### TO DO:
A: List every person named in the article on the Yellow Vest protests.
B: Using the article on the Yellow Vest protests, decide whether each statement agrees with it, answering yes or no and quoting the words that settle it: (i) the protests had gone on for five weeks; (ii) Macron permanently canceled the fuel tax increases; (iii) about 600 Twitter accounts that promote Kremlin views increased their use of the hashtag #giletsjaunes.
C: Reproduce the article on the Yellow Vest protests word for word, from "According to the" up to and including "interview with RTL.".

### SOURCE TEXT:

>>>

France To Investigate Reports Of Russian Instigation In “Yellow Vest” Protests

French authorities are investigating reports that Russian interference may be helping to exploit and expand the five-week-old "yellow vest" protests.

As James Joyner noted yesterday, France has been rocked for five weeks now by the so-called “yellow vest” protests, named such due to the fact that protesters have taken to wearing the yellow emergency vest that everyone in France is required to keep in their car in case of a roadside emergency. Ostensibly, these protests originated in public dissatisfaction over increases in fuel taxes imposed by the government of President Emmanuel Macron in part to enforce the nation’s commitments pursuant to the Paris Climate Accords. After several weeks of protests, Macron agreed to at least delay those taxes and reconsider other methods of compliance with the agreement. That didn’t stop the protests, though, and they seemed to turn even more violent yesterday although it’s now unclear exactly what it is the protesters want, or if they even know what they want. France’s Finance Minister, meanwhile, is warning that the continued protests are threatening to have an impact on the French economy, thus increasing the pressure on Macron to act in response to the protests, perhaps with a crackdown that could end up backfiring. Additionally, as James noted in a subsequent post, there have been credible allegations that Russia has been helping to stoke the fires of those protests, an allegation that French officials now say they intend to investigate:

France opened a probe into possible Russian interference behind the country’s Yellow Vest protests, after reports that social-media accounts linked to Moscow have increasingly targeted the movement.

According to the Alliance for Securing Democracy, about 600 Twitter accounts known to promote Kremlin views have begun focusing on France, boosting their use of the hashtag #giletsjaunes, the French name for the Yellow Vest movement. French security services are looking at the situation, Foreign Minister Jean-Yves Le Drian said Sunday in a radio interview with RTL.

<<<

### RECORDS:
>>>

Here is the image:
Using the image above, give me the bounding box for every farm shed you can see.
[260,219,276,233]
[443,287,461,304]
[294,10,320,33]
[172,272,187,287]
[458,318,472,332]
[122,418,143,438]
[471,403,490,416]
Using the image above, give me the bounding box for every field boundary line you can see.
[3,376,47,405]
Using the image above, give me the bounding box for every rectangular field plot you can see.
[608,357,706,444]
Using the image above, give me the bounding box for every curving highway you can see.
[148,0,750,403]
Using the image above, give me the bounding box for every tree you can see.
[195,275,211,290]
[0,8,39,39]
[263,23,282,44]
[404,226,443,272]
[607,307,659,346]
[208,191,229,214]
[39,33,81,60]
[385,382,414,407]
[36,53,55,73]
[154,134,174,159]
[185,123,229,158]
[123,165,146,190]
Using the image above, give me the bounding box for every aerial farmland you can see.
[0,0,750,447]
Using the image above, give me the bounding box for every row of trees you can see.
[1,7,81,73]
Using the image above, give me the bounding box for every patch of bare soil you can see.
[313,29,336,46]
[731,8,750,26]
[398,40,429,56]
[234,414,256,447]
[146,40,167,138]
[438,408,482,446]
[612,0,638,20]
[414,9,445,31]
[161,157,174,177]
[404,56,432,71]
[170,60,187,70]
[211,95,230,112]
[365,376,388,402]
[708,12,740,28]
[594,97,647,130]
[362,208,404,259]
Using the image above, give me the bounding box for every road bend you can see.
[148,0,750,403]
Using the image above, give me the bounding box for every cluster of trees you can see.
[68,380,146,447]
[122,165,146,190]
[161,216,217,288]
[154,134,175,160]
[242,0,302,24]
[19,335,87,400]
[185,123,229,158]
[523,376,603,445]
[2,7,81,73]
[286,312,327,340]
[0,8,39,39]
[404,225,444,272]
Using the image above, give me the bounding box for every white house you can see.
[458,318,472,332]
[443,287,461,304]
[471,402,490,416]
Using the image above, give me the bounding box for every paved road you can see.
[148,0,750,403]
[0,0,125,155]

<<<

### FINAL ANSWERS:
A: James Joyner, Emmanuel Macron, Jean-Yves Le Drian

B:
(i) Yes: "France has been rocked for five weeks now by the so-called “yellow vest” protests"
(ii) No: "Macron agreed to at least delay those taxes and reconsider other methods of compliance with the agreement"
(iii) Yes: "about 600 Twitter accounts known to promote Kremlin views have begun focusing on France, boosting their use of the hashtag #giletsjaunes"

C:
According to the Alliance for Securing Democracy, about 600 Twitter accounts known to promote Kremlin views have begun focusing on France, boosting their use of the hashtag #giletsjaunes, the French name for the Yellow Vest movement. French security services are looking at the situation, Foreign Minister Jean-Yves Le Drian said Sunday in a radio interview with RTL.